+++ TASK DATA

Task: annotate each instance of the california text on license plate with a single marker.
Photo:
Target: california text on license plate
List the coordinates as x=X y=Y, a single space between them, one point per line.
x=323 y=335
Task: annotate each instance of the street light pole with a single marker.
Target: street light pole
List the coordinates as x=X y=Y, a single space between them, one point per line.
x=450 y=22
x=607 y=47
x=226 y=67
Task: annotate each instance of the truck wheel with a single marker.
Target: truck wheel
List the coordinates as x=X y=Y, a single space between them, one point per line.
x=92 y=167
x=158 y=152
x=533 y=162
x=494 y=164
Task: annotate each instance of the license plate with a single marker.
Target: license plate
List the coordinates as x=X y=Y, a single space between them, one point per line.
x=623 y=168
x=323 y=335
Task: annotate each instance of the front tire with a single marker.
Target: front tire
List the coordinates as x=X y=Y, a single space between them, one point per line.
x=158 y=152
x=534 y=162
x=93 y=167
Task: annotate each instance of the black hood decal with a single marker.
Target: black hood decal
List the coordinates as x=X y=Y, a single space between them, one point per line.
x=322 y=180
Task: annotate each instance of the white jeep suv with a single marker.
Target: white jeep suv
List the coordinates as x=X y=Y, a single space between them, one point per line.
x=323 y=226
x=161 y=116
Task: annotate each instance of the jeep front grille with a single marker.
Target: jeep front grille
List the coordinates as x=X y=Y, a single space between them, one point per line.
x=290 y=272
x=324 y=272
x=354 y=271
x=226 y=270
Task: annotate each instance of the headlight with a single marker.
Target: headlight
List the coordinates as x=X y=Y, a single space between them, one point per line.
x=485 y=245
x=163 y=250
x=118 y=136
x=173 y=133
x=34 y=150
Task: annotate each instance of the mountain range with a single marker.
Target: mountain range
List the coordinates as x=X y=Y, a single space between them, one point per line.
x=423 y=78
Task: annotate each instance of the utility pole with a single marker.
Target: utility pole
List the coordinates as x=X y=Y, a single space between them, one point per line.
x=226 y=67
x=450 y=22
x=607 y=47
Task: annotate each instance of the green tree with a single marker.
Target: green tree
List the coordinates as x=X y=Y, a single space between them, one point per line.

++++++

SET PROBLEM: Reproduce every one of the items above word for word, changing nothing.

TASK RESPONSE:
Task: annotate each instance of the california text on license plate with a single marker.
Photo:
Target: california text on license plate
List the coordinates as x=X y=Y, a single space between them, one point per line.
x=323 y=335
Task: annotate each instance of the street light pole with a single marker.
Target: street light pole
List the coordinates as x=X y=Y, a single space between them, one point per line.
x=450 y=22
x=607 y=47
x=226 y=67
Task: annotate each instance of the truck wheel with a single marker.
Target: truck wheel
List the coordinates as x=X y=Y, a single space between them, one point per line.
x=92 y=167
x=158 y=152
x=533 y=162
x=494 y=164
Task: annotate each instance of the license plate with a single marker.
Target: license plate
List the coordinates as x=X y=Y, a single space between them, one point per line.
x=623 y=168
x=323 y=335
Task: annotate each instance of the front tire with a single marker.
Target: front tire
List the coordinates as x=X y=Y, a single space between them, one point per line.
x=158 y=152
x=534 y=162
x=93 y=167
Task: annotate each instance of the black hood decal with a single marker.
Target: black hood decal
List the coordinates as x=X y=Y, a single space between them, one point per line.
x=322 y=180
Task: annotate each instance of the white jeep suv with a single marker.
Target: white jeep suv
List the coordinates as x=X y=Y, a single space between them, one point per line.
x=323 y=226
x=161 y=116
Task: annotate each instance of the jeep front grille with a single marker.
Target: jeep front grille
List the coordinates as x=X y=Y, a single space between them, one point per line.
x=290 y=272
x=324 y=272
x=354 y=271
x=226 y=270
Task: annotate each instance of the headlight with a single marker.
Target: headlight
List the coordinates as x=X y=Y, a single space between them, one point per line.
x=485 y=245
x=163 y=250
x=118 y=136
x=173 y=133
x=34 y=150
Task: annotate each instance of the mountain range with a single marker.
Target: mountain range
List the coordinates as x=X y=Y, a single space between them, one point per line.
x=423 y=78
Task: annotate each instance of the utility pole with a single marker.
Target: utility pole
List the coordinates as x=X y=Y, a single space between them, one point per line.
x=226 y=67
x=450 y=22
x=607 y=47
Task: annotate each instance of the green tree with a single marker.
Target: green tree
List the coordinates as x=X y=Y, a single space between them, one point per line.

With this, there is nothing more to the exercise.